═════ ROWS ═════

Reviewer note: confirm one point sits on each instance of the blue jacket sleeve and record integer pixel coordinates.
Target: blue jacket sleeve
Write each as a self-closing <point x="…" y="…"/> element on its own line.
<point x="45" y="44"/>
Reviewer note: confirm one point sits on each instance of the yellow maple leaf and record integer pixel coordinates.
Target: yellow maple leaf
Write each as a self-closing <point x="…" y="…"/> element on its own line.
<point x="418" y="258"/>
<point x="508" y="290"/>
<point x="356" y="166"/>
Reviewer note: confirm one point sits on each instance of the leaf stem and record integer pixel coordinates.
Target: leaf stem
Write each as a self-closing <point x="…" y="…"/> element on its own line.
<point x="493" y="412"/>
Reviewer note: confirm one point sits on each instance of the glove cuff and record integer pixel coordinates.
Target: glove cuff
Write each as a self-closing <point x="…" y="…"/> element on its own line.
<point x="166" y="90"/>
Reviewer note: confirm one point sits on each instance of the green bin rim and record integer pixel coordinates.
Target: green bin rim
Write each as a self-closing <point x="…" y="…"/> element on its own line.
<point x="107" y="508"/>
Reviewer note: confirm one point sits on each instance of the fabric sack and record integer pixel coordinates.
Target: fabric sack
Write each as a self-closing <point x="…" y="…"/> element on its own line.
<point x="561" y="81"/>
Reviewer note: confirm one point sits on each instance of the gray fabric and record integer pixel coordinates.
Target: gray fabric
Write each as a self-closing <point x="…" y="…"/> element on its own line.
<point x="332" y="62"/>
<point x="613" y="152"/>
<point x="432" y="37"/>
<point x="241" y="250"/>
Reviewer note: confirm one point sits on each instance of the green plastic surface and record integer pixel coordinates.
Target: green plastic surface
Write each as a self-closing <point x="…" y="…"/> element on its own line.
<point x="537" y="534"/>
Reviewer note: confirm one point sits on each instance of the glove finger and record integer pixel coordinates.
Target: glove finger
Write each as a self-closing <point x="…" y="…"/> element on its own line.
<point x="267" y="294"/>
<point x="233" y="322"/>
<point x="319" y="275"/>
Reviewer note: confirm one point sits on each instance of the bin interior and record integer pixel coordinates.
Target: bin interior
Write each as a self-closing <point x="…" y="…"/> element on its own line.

═════

Convert the lines above into a Markdown table with the columns "No." and "Line," numbering each line in order and omitting blank lines.

> THE RESULT:
| No. | Line |
|---|---|
| 1 | Reviewer note: confirm one point sits on each instance of the blue jacket sleeve and record integer pixel coordinates. |
| 2 | Target: blue jacket sleeve |
| 3 | Write each as a self-closing <point x="…" y="…"/> element on its own line. |
| 4 | <point x="45" y="44"/> |
| 5 | Reviewer note: confirm one point sits on each instance of the yellow maple leaf and record integer pixel coordinates. |
| 6 | Target: yellow maple leaf |
| 7 | Write each as a self-closing <point x="…" y="…"/> element on its own line. |
| 8 | <point x="418" y="258"/> |
| 9 | <point x="508" y="290"/> |
| 10 | <point x="356" y="166"/> |
| 11 | Reviewer note: confirm one point sits on each instance of the leaf stem and record integer pixel coordinates. |
| 12 | Target: leaf stem |
| 13 | Write each as a self-closing <point x="…" y="…"/> element on its own line. |
| 14 | <point x="493" y="412"/> |
| 15 | Reviewer note: confirm one point sits on each instance of the glove cuff and record integer pixel coordinates. |
| 16 | Target: glove cuff |
| 17 | Write each as a self-closing <point x="…" y="…"/> element on its own line. |
| 18 | <point x="166" y="90"/> |
| 19 | Reviewer note: confirm one point sits on each instance of the green bin rim and record integer pixel coordinates. |
| 20 | Target: green bin rim |
| 21 | Write each as a self-closing <point x="…" y="…"/> element on its own line. |
| 22 | <point x="107" y="508"/> |
| 23 | Reviewer note: confirm one point sits on each instance of the fabric sack and record integer pixel coordinates. |
| 24 | Target: fabric sack |
| 25 | Write each as a self-closing <point x="…" y="…"/> element on its own line. |
| 26 | <point x="561" y="81"/> |
| 27 | Reviewer note: confirm one point sits on each instance of the gray fabric and record integer pixel coordinates. |
| 28 | Target: gray fabric |
| 29 | Write each as a self-closing <point x="…" y="…"/> element on its own line. |
| 30 | <point x="332" y="62"/> |
| 31 | <point x="613" y="152"/> |
| 32 | <point x="432" y="37"/> |
| 33 | <point x="241" y="250"/> |
| 34 | Reviewer note: confirm one point sits on each instance of the green plastic surface and record integer pixel coordinates. |
| 35 | Target: green plastic surface |
| 36 | Write each as a self-closing <point x="…" y="…"/> element on its own line. |
| 37 | <point x="537" y="534"/> |
| 38 | Reviewer note: confirm one point sits on each instance of the glove finger and record integer pixel coordinates. |
| 39 | Target: glove finger |
| 40 | Write each as a self-closing <point x="…" y="…"/> element on its own line. |
| 41 | <point x="267" y="294"/> |
| 42 | <point x="233" y="322"/> |
| 43 | <point x="319" y="275"/> |
| 44 | Reviewer note: confirm one point sits on each instance of the bin interior and record integer pixel coordinates. |
| 45 | Target: bin interior |
| 46 | Write each as a self-closing <point x="…" y="…"/> element on its own line. |